Records supplied:
— Begin —
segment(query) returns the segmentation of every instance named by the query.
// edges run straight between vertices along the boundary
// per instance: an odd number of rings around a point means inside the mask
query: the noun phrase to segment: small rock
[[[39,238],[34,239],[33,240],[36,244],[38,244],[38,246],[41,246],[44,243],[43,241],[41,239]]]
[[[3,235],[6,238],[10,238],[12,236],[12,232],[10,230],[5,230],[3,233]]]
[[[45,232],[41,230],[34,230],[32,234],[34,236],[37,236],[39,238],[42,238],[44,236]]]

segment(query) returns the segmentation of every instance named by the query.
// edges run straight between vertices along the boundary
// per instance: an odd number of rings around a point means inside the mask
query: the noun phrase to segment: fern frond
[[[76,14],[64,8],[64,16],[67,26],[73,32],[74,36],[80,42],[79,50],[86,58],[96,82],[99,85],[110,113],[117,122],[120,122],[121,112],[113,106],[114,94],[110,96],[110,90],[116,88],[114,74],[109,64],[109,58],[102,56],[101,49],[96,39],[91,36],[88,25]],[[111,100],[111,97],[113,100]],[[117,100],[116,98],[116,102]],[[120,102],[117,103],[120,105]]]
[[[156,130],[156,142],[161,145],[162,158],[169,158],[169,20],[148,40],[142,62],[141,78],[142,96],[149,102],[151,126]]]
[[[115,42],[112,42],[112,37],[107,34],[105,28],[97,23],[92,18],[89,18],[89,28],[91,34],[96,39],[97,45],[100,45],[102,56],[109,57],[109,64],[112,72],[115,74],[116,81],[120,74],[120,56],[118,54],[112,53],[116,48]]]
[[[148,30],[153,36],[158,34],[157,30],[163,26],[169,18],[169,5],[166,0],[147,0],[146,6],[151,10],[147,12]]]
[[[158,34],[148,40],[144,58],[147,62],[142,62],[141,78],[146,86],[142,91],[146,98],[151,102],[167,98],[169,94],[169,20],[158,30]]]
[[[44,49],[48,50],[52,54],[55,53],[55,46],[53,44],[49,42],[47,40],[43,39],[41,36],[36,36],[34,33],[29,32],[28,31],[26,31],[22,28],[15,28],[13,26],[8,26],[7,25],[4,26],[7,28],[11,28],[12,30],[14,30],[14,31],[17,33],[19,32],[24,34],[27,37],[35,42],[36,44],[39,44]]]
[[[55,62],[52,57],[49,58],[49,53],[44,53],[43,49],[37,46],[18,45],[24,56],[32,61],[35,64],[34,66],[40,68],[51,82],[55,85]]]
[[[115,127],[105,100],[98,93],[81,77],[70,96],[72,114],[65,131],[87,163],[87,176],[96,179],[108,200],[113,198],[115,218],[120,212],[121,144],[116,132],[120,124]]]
— End —
Pick out each line in the records that contains the word "noun".

query: the noun phrase to segment: small rock
query: the noun phrase to segment: fern frond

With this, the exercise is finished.